**Task directions**. Rewrite the lines below, replacing "pin" with "marker" and leaving everything else unchanged.
Start
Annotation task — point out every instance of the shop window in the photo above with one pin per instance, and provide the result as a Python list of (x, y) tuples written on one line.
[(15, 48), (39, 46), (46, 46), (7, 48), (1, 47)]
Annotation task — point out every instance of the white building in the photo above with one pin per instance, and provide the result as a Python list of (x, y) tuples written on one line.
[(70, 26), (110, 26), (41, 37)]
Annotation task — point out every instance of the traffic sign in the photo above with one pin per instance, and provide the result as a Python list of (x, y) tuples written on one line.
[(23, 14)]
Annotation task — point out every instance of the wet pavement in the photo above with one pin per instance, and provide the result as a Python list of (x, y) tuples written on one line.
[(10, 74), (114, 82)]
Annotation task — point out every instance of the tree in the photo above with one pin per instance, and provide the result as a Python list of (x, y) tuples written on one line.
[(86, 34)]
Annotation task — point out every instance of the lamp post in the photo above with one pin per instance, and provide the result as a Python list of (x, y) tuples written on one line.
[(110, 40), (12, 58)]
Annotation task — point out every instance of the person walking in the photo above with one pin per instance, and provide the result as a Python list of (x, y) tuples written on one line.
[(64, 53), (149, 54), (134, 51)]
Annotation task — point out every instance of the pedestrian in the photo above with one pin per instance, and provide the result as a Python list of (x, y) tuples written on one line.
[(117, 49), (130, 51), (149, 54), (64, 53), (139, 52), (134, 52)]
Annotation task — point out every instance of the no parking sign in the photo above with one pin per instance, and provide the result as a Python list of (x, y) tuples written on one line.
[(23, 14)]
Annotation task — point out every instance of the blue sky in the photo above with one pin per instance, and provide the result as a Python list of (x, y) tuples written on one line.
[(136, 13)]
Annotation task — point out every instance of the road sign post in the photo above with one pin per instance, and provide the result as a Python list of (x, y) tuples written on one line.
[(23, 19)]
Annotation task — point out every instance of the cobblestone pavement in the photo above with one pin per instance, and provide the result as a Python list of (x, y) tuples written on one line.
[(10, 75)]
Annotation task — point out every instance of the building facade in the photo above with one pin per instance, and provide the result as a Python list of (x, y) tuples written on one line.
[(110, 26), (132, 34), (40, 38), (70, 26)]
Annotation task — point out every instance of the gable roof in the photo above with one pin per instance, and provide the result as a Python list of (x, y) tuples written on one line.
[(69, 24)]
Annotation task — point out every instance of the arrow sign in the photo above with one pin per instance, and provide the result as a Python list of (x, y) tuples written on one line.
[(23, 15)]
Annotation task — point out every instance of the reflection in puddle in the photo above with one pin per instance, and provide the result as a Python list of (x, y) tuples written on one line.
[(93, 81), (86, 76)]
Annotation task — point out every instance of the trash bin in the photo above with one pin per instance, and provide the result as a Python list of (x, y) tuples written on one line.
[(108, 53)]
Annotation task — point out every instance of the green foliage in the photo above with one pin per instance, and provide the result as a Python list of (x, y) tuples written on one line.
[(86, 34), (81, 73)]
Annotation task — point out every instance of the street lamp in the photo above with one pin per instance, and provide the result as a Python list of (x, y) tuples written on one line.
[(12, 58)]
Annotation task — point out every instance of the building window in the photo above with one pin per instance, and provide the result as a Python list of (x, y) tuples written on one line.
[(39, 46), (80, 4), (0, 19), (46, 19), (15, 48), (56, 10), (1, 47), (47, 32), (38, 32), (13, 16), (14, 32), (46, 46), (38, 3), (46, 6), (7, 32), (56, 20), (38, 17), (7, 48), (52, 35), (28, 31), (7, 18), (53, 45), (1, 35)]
End
**Output for this task**.
Annotation task — point out every instance of the shop window in the photo above with one marker per instance, and provide the result as a Python list of (x, y) tuples written on one line.
[(15, 48), (39, 46), (46, 46), (7, 48), (1, 47)]
Annotation task — point out every instance of the white building in the photo above with one marker per instance, and provide the result as a Python list of (x, y) tuples written on one line.
[(70, 26), (110, 26), (41, 37)]
Annotation task — point out every instance of the traffic sign in the photo above with one marker per instance, and provide the result as a Python list of (x, y) tuples written on one line.
[(23, 14)]
Annotation task — point out every instance of the wet pavement in the photo above with one marker per instance, and provide the result as a Python list of (x, y) tuples written on one line.
[(10, 74), (114, 82)]
Annotation task — point out every instance of the tree in the photo above with one marker per instance, and provide the result as a Python list of (x, y) tuples written on one line.
[(86, 34)]
Annotation task — point out every instance of the lamp post in the photo above with one marker per instance, and provide the result as a Python list of (x, y) tuples written on one line.
[(110, 40), (12, 58)]
Annotation task — point out every instance of the person walking in the photo above with one marker per instance, and provide the result as a Python list of (x, y) tuples written on one line.
[(64, 53), (149, 54), (134, 51)]
Annotation task — point out every instance of the pedestrian in the photo above with one marker per instance, and provide the result as a Python list of (x, y) tuples written on one line.
[(117, 49), (130, 51), (149, 54), (64, 53), (139, 52), (134, 52)]
Annotation task — point out every instance of the no parking sign in the photo above with one marker per instance, and provide the result as a Python list of (x, y) tuples written on one line.
[(23, 14)]
Annotation task — point out every instance of the blue sky in the photo above with one marker per instance, and provide the result as a Python list of (x, y) tuples written on one line.
[(136, 13)]
Annotation task — point out every instance of the road sign post in the photo above with one marker per instance, and provide the result as a Python list of (x, y) tuples written on one line.
[(23, 19)]
Annotation task — point out every instance of the cobblestone pavement in the photo above with one marker per instance, and provide the result as a Python list of (x, y) tuples written on one line.
[(10, 75)]
Annotation task — point out every instance of the building facade in the photo above with one marker per instance, and provide the result as a Python list of (x, y) tuples written on one line.
[(110, 26), (132, 34), (40, 38), (70, 26)]
Annotation task — point out every instance of the gable roof in the photo above with one marker per instance, and provide the result as a Python list of (x, y) tuples written on one line.
[(69, 24)]
Annotation task — point out every instance of the arrow sign in the photo above with one marker per instance, and provide the result as a Python list of (x, y) tuples written on one line.
[(23, 15)]
Annotation task — point out every instance of the reflection in puddle in the photo above with one marker per instance, and provide the result as a Python list of (x, y) tuples written on one line.
[(93, 81), (86, 76)]
Annotation task — point out every instance of the trash bin in the photo above with one marker per instance, and provide the result as a Python list of (x, y) tuples written on one line.
[(108, 53)]
Annotation task — point out every instance of the green foliage in the photo above with one marker per instance, and provide the result as a Python list of (x, y) tuples written on one line.
[(86, 34), (81, 73)]
Annotation task — point out every instance of the street lamp in the photo above with one marker per instance, and provide the result as a Python list of (x, y) tuples written on one line.
[(12, 58)]
Annotation task — point out every instance of the building window in the photo above with one marker per instance, and provide the result as a Python list of (x, y) tuples written on one line.
[(39, 46), (80, 4), (0, 19), (46, 19), (15, 48), (56, 10), (1, 47), (47, 32), (38, 32), (13, 16), (14, 32), (46, 46), (38, 3), (46, 6), (7, 32), (56, 20), (38, 17), (7, 48), (52, 35), (28, 31), (7, 18), (53, 45), (1, 35)]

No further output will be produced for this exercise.